Erschienen in Ausgabe: Ohne Ausgabe | Letzte Änderung: 22.10.16 |
Das Niveau im US-Wahlkampf hat am vergangenen Wochenende einen neuen Tiefpunkt erreicht. Das Auftauchen eines Videos des republikanischen Kandidaten Donald Trump aus dem Jahr 2005, wo er damit angibt, dass er sich aufgrund seines Reichtums und seiner Berühmtheit ungestraft die sexuelle Belästigung von Frauen leisten könne, beschädigt aber die gesamte politische Kultur, nicht nur in den USA.
von Michael Lausberg
Vier Wochen vor den Wahlen in den
USA beschäftigt sich die gesamte Diskussion nicht um die drängenden Probleme
innerhalb der Gesellschaft, sondern um ein peinliches sexistisches Video des
Chauvinisten Donald Trump.[1]
Viele Wähler und Wählerinnen wenden sich mit Abscheu ab, die Abkehr von der
gesamten politischen Klasse könnte nicht lange auf sich warten lassen.
Mehrere Dutzend Amtsinhaber und
Kandidaten der Republikaner haben daraufhin angekündigt, dass sie nicht für
Trump stimmen werden, oder dazu aufgerufen, ihn als Kandidaten zu ersetzen.
Letzteres ist aber praktisch unmöglich, da viele Stimmzettel für die
frühzeitige Abstimmung oder die Briefwahl schon in Umlauf gebracht wurden.
Daraufhin suchte Trump den Konflikt mit
seiner eigenen Partei. Zunächst attackiert er Paul Ryan, den mächtigsten
Republikaner im Repräsentantenhaus, für dessen
Ankündigung, nicht mehr für Trump Wahlkampf zu machen. Ryan sei
"schwach und ineffektiv" und habe ihm "null Unterstützung"
gegeben.[2]
Seinen parteiinternen Rivalen, Arizonas
Senator John McCain, beschimpfte er als "unflätig" und äußerte, dass
der Kampf mit den "untreuen Republikanern" für ihn viel schwieriger
sei als die Auseinandersetzung mit der "Betrügerin Hillary". Und dann
verkündet Trump, wie sehr er sich freue, endlich "von den Ketten"

**AUFGABE 1:** Ordne den Teil der Einträge, der mit der Zeile beginnt, in der „Where can the white“ steht, und bis zum Ende der Einträge reicht, als JSON-Liste von Zeichenketten an. Dabei wird jede Zeile zu einer Zeichenkette, und Leerzeilen fallen weg.

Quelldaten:
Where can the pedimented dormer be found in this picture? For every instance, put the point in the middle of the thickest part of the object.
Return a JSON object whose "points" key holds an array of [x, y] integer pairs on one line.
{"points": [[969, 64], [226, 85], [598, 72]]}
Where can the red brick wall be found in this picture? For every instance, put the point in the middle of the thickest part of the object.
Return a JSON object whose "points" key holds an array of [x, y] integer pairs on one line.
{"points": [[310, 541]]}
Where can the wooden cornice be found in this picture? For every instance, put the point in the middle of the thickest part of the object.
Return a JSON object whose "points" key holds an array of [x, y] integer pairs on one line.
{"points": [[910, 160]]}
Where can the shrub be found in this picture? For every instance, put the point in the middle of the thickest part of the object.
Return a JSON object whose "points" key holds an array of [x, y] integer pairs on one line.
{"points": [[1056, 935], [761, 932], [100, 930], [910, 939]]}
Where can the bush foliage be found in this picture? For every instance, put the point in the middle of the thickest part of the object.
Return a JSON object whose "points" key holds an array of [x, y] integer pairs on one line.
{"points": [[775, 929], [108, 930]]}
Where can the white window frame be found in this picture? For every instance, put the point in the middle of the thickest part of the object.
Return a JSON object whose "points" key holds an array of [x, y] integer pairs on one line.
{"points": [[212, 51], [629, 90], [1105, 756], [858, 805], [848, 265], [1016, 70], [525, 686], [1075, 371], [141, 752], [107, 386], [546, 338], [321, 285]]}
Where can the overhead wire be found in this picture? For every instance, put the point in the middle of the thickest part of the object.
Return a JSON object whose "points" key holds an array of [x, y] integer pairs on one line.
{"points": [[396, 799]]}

**AUFGABE 2:** Greif den Artikel über den US-Wahlkampf dort auf, wo er aufhört, und schreib ihn weiter.

**SCHRIFTLICHE ANTWORT 1:**
[
  "Where can the white window frame be found in this picture? For every instance, put the point in the middle of the thickest part of the object.",
  "Return a JSON object whose \"points\" key holds an array of [x, y] integer pairs on one line.",
  "{\"points\": [[212, 51], [629, 90], [1105, 756], [858, 805], [848, 265], [1016, 70], [525, 686], [1075, 371], [141, 752], [107, 386], [546, 338], [321, 285]]}",
  "Where can the overhead wire be found in this picture? For every instance, put the point in the middle of the thickest part of the object.",
  "Return a JSON object whose \"points\" key holds an array of [x, y] integer pairs on one line.",
  "{\"points\": [[396, 799]]}"
]

**SCHRIFTLICHE ANTWORT 2:**
befreit zu sein und für Amerika endlich kämpfen zu können, "so wie ich
eswill".[3]
Im weiteren Wahlkampf will Trump die
eigene Basis mit nationalistischen Parolen und persönlichen Attacken auf
Hillary Clinton motivieren, für ihn zu stimmen. In diesem Zusammenhang will er
an ihren E-Mail-Skandal, die Ungereimtheiten der Clinton-Stiftung und vor allem
an die Sex-Affären von Ehemann Bill erinnern. Dass Wikileaks nun zahlreiche
E-Mails aus der Clinton-Wahlkampagne publiziert, hilft Trump ungemein: Im
neuesten Paket finden sich Nachrichten, wonach das
US-Justizministerium die Berater der Ex-Außenministerin darüber informiert habe,
wann umstrittene E-Mails veröffentlicht werden sollen.
Demokraten ergreifen die
Gelegenheit, um Trump in Grund und Boden zu verdammen. Die Medienkommentatoren,
die sonst keine Gelegenheit auslassen, jeden Krieg des amerikanischen Militärs
zu bejubeln, zeigen sich bestürzt darüber, wie Trump mit Frauen umgehe. Seine zahlreichen Beleidigungen und abfälligen Sprüche
über Frauen, Latinos, behinderte Menschen und Afroamerikaner haben bereits dazu
geführt, dass viele liberal denkende Wähler und Wählerinnen vor allem ein Ziel
haben: Sie wollen weniger für Hillary Clinton stimmen als gegen
DonaldTrump.
Was Trumps Äußerungen angeht, so
enthalten sie nichts, was einen Beobachter schockieren oder überraschen könnte,
der den Niedergang der Republikanischen Partei oder des gesamten
kapitalistischen Zwei-Parteien-Systems mit offenen Augen verfolgt. Trump
verkörpert die Rückständigkeit der amerikanischen herrschenden Klasse, der
fehlende Respekt vor den Rechten anderer Menschen. Kapitalistische
Möchtegernherrscher, die meinen, mit Geld sich alles kaufen zu können, und
keinen Ansatz von Selbstkritik besitzen, beschmutzen demokratische Werte im
wahrscheinlich mächtigsten Land der Welt.
Die New York Times veröffentlichte letzten Sonntag drei Seiten
aus Donald Trumps Steuererklärung.[4]
Der Milliardär nutzte eine Bestimmung des Steuerrechts, die die
Immobilienbranche begünstigt, und konnte so 1995 Verluste in Höhe von 916
Millionen Dollar geltend machen. Diese konnte er in den 18 folgenden Jahren
gegen sein Einkommen aufrechnen und so vermeiden, Steuern zahlen zu müssen.
Eine andere Bestimmung half ihm, weitere 15 Millionen Dollar an Verlusten
anzugeben. Dies überstieg sein komplettes Einkommen im Jahr der
Steuererklärung.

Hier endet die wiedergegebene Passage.